* [Exercise goal]: Exclude images and print all the records verbatim.

* [Given records]:
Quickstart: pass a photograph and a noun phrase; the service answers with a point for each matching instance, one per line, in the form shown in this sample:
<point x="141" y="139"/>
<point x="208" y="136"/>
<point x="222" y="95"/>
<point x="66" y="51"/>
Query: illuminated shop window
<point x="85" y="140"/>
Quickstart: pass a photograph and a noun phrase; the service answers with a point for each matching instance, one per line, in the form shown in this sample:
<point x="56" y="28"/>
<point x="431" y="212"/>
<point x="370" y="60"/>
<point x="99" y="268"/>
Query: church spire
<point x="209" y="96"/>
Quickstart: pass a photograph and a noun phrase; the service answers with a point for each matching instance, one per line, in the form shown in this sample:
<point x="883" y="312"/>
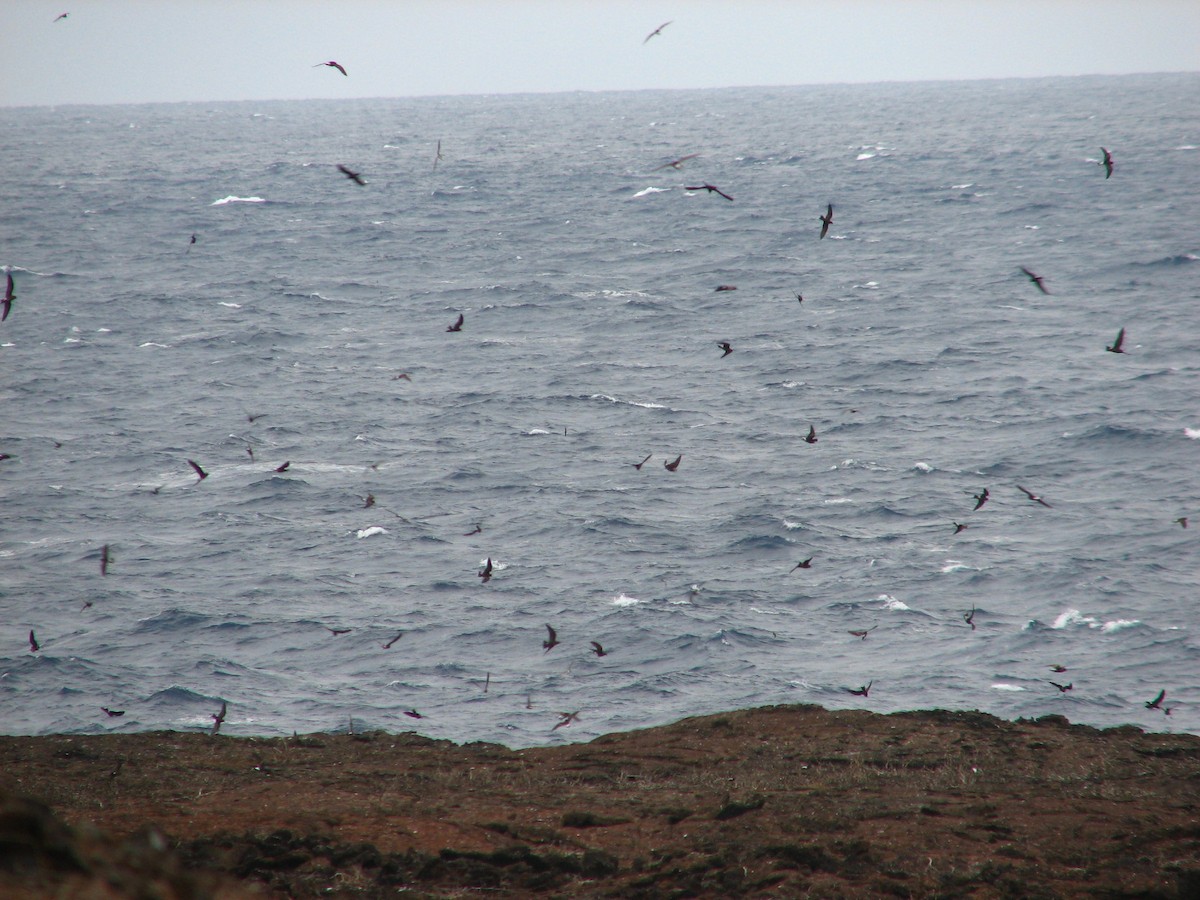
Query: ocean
<point x="307" y="324"/>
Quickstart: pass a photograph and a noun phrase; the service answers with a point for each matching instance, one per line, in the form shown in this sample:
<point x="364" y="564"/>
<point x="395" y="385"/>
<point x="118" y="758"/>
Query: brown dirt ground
<point x="785" y="802"/>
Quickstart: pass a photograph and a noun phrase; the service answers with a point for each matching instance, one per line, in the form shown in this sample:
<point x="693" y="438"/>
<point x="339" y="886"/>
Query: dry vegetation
<point x="774" y="802"/>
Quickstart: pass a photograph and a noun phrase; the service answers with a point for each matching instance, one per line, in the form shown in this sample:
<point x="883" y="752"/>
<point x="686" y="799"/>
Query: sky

* [Answer to this exercise]:
Quickstart: pass a photograph and a noun phrase; the service answers with a point for each matching instance, one per line, in the form shown in this sample:
<point x="141" y="139"/>
<point x="208" y="136"/>
<point x="222" y="95"/>
<point x="66" y="51"/>
Query: illuminated shop window
<point x="85" y="140"/>
Quickstart: pass a photograph and a noun phrase; the service answers with a point for each matching instance, one per line, in the form shown in this sample:
<point x="56" y="28"/>
<point x="431" y="212"/>
<point x="370" y="60"/>
<point x="99" y="268"/>
Query: church spire
<point x="209" y="96"/>
Quickstart: pass a photograph and a noun phrase; the service answers with a point for each matching instance, one per line, in the form shown in this sample:
<point x="883" y="312"/>
Query: ocean
<point x="307" y="324"/>
Quickstart: pass a photograph and a noun phrase; the service answers with a point for each matching instance, one per line, in the form shown in this sample:
<point x="364" y="564"/>
<point x="395" y="385"/>
<point x="118" y="758"/>
Query: brown dirt ground
<point x="785" y="802"/>
Quickstart: pass a photograph and a noun phrase; the service answers with a point for each matching instance, one per line, in the form shown in this sample:
<point x="693" y="438"/>
<point x="339" y="886"/>
Query: dry vegetation
<point x="774" y="802"/>
Quickstart: pass a photograph and a noun phrase; the service answers with a point for each matching instance, one per line, in the form shown in this sample:
<point x="883" y="752"/>
<point x="686" y="799"/>
Query: sky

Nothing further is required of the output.